**Working data**
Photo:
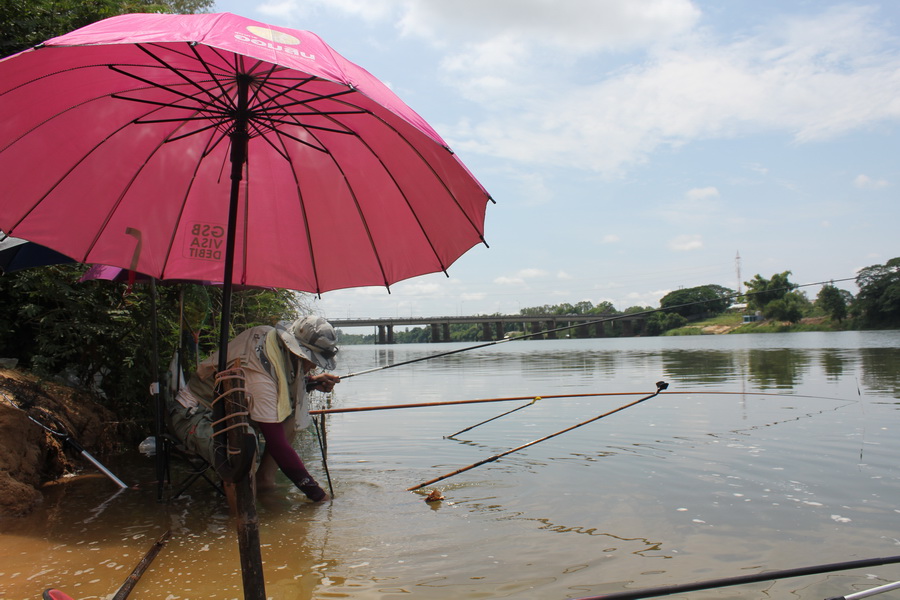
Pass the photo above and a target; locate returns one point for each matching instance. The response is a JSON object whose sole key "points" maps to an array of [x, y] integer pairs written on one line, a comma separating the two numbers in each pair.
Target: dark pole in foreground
{"points": [[729, 581], [141, 567], [660, 386], [238, 484]]}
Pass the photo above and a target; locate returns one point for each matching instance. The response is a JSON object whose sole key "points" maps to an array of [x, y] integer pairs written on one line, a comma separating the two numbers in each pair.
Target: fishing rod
{"points": [[66, 438], [509, 412], [870, 592], [755, 578], [525, 336], [660, 386], [325, 411]]}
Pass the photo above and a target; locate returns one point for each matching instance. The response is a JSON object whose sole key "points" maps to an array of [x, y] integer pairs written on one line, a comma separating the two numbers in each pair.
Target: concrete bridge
{"points": [[494, 327]]}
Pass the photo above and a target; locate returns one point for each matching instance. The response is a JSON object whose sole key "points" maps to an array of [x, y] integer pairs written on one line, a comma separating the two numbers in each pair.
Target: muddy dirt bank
{"points": [[31, 456]]}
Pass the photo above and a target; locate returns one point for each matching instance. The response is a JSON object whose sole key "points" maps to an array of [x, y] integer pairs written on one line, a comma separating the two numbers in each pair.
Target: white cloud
{"points": [[864, 182], [520, 277], [581, 25], [686, 242], [813, 79], [702, 193]]}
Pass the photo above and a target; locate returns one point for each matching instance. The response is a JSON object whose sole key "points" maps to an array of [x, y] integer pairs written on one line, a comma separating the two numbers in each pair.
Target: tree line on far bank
{"points": [[777, 298]]}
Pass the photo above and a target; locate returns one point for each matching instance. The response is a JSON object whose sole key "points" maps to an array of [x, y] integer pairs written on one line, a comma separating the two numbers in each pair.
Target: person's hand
{"points": [[325, 381]]}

**The problem**
Each entry, start to finish, goes into your copy exactly; the pictures stay out.

**Response for this exercise**
Photo:
Pass the photo above and a target; locate returns one point for each matching instance. The response is a JSON object whose sole key "points" maps to an array of [x, y] integer pairs written on one line, a comma separating the two numbers in each pair.
Target: dark pole in foreground
{"points": [[729, 581], [141, 567], [660, 386], [238, 484]]}
Pass the photo above and a target; locate returns one point for each matching instance. The response is a JSON object whose sole key "points" maps to an array of [x, y] integer pairs written on one line, a comma separating the two numbers in each pair.
Target: fishing rod
{"points": [[66, 438], [509, 412], [870, 592], [755, 578], [525, 336], [660, 386], [325, 411]]}
Pass the photo above and a target; locate returns one point for each matching instance. The response is a JSON object whose sole key "points" maps to an array of [x, y] integer pairs written on one line, a comma separating the two numbers in each pair.
Target: concrete bridge
{"points": [[494, 327]]}
Pass the photo above and a target; locate returns one point for each matching instance. The response is a JSON object whose sole key "points" maps to an array of [x, y] integer pairs written on one line, a comma separating the two numbers in each pair.
Target: muddy dirt bank
{"points": [[31, 456]]}
Pass the photo above and a target; locate returns one point for each matching instance. The response is a JSON object whose sole key "points" maps to an array of [x, y] integer pairs written on one line, a comma separating the two numbers in each pair.
Target: white cloud
{"points": [[864, 182], [520, 277], [581, 25], [686, 242], [813, 79], [702, 193]]}
Pass the photo above and a target; locate returns one point for each matching instance. The response is a JSON object whose sole key "points" maps to an array of [x, y] integer pairs written on one line, a comma separating the two numbers in each pair.
Target: tree line on far bank
{"points": [[777, 298]]}
Pass the photo above and a target; locate returns one point for each matching instance. The response is a JSON object whose sole key "points" maps to an array of [x, y] integer pairs written on one line, a comma separating the two numbers in each pair.
Target: person's hand
{"points": [[325, 381]]}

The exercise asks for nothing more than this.